Stimmen die folgenden Aussagen mit dem Seitenauszug überein? Antworte zu jeder mit Ja oder Nein und zitiere die entscheidenden Worte des Seitenauszugs wörtlich.
1. zaheer möchte per Klick auf einen Button fünf Felder in die Zwischenablage kopieren.
2. MiLa rät zaheer, sein Problem in diesem Thread weiter zu besprechen.
3. 3Dnavigator grüßt aus dem hohen Norden.

#### Seitenauszug ####

Naja, wie auch immer, will hier nicht kleinich sein, wollt es nur mal korrigieren und dich wie gesagt damit nicht angreifen.
Nehms so hin, denn es ist so...


----------



## 3Dnavigator (15. Januar 2004)

Grüsse auch aus der Schweiz. ;-)

Greez


----------



## MiLa (15. Januar 2004)

Grüße zurück ausm hohen Norden!  ;-) 

Hat sich das ja jetzt wohl geklärt...

PS. Mod/Admin - beende mal bitte das Rumgezicke


----------



## zaheer (9. Februar 2004)

hallo,

das ist ja alles schön und toll, aber ich hab ein etwas grösseres problem.

ein textfeld auslesen kein problem, aber wie sieht aus wenn ich ein formular mit 20 feldern hab und jetzt aus diesen 20 feldern die 5 kopieren will, welche die anschrift bilden?

also durch ein klick auf einem button 5 felder in die zwischenablage kopieren?
in welchem zustand das ist vorerst egal, also ohne zeilenumbruch.

danke im voraus.

mfg
zaheer


----------



## MiLa (9. Februar 2004)

Dieser Thread war von Anfang an im falschen Forum, um schneller Hilfe zu bekommen, eröffne einen neuen Thread zu deinem Problem im JavaScript Forum.


----------



## zaheer (9. Februar 2004)

werd ich machen, danke

übrigens hübsche page...


----------

#### Quellauszug ####

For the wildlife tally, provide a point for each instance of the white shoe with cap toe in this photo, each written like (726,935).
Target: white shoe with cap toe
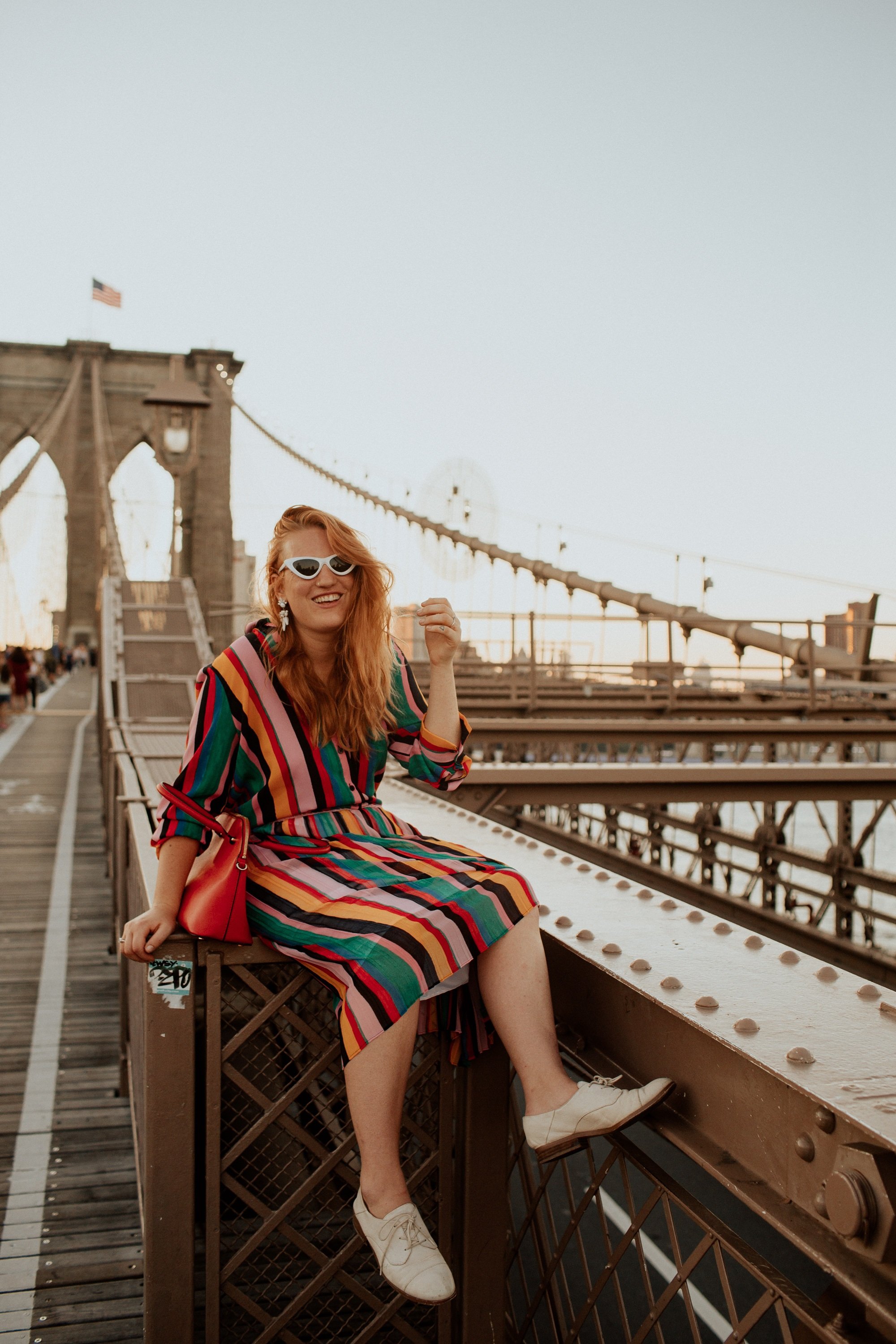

####

## Ergebnis
1. Ja: „also durch ein klick auf einem button 5 felder in die zwischenablage kopieren?“
2. Nein: „eröffne einen neuen Thread zu deinem Problem im JavaScript Forum.“
3. Nein: „Grüsse auch aus der Schweiz. ;-)“